§ **WORK TO COMPLETE**:
Write out the whole of the material exactly.

§ **GIVEN DATA**:
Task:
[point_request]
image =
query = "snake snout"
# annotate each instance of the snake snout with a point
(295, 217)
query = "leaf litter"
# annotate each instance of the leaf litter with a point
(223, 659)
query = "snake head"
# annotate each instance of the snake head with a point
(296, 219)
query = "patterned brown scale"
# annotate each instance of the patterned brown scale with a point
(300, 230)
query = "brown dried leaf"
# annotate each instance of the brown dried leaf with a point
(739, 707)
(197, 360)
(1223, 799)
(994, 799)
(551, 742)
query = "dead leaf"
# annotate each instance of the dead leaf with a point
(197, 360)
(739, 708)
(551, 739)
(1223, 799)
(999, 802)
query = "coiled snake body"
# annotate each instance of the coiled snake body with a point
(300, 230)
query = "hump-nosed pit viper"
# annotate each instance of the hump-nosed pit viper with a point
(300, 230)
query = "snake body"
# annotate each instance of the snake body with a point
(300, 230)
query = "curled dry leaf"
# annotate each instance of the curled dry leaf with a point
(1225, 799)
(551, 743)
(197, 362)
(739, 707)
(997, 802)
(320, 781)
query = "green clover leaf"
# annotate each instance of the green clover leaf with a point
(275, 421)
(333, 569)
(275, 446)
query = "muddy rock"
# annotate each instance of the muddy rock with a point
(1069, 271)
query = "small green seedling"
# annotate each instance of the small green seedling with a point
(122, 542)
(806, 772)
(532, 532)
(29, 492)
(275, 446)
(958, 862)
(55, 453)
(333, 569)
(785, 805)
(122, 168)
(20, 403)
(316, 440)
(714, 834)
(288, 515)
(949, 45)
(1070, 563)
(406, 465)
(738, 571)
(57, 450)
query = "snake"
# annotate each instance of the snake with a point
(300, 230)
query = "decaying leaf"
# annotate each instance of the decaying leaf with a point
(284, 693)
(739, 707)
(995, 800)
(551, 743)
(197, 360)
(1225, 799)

§ **CORRECT OUTPUT**:
Task:
[point_request]
image =
query = "snake snout"
# annotate each instance of the snake snout with a point
(295, 217)
query = "leaf litter"
# annotate each instance of the leaf litter with a point
(223, 659)
query = "snake head"
# annotate each instance of the snake head with a point
(296, 219)
query = "patterned brown scale"
# annotate each instance of the patterned brown scale with a point
(300, 230)
query = "brown dried leaf"
# annotate each instance of the brown dried leaf with a point
(739, 707)
(197, 360)
(1223, 799)
(994, 799)
(551, 742)
query = "dead leaf"
# annotate each instance of the dead leaf with a point
(197, 360)
(739, 708)
(551, 739)
(1223, 799)
(999, 802)
query = "coiled snake body"
# annotate each instance of the coiled snake body with a point
(300, 230)
query = "hump-nosed pit viper"
# annotate each instance of the hump-nosed pit viper with a point
(300, 230)
query = "snake body"
# annotate each instance of the snake body with a point
(300, 230)
query = "curled dry leaf"
# annotate each instance of the curled dry leaf with a point
(1225, 799)
(551, 743)
(197, 362)
(739, 707)
(997, 802)
(320, 781)
query = "green clover leaf"
# annotate each instance of the green clover leaf with a point
(275, 421)
(333, 569)
(275, 446)
query = "muddy rock"
# annotate each instance of the muddy rock with a point
(1069, 271)
query = "small green seedling"
# annotate each instance of the small green seedling with a point
(122, 542)
(806, 772)
(532, 532)
(29, 492)
(275, 446)
(958, 862)
(55, 453)
(333, 569)
(785, 805)
(122, 168)
(20, 403)
(316, 440)
(714, 834)
(288, 515)
(949, 45)
(1070, 563)
(406, 465)
(738, 571)
(57, 450)
query = "snake"
# annotate each instance of the snake with a point
(300, 230)
query = "decaying leaf"
# annotate each instance of the decaying leaf with a point
(284, 693)
(739, 707)
(995, 800)
(551, 743)
(197, 360)
(1225, 799)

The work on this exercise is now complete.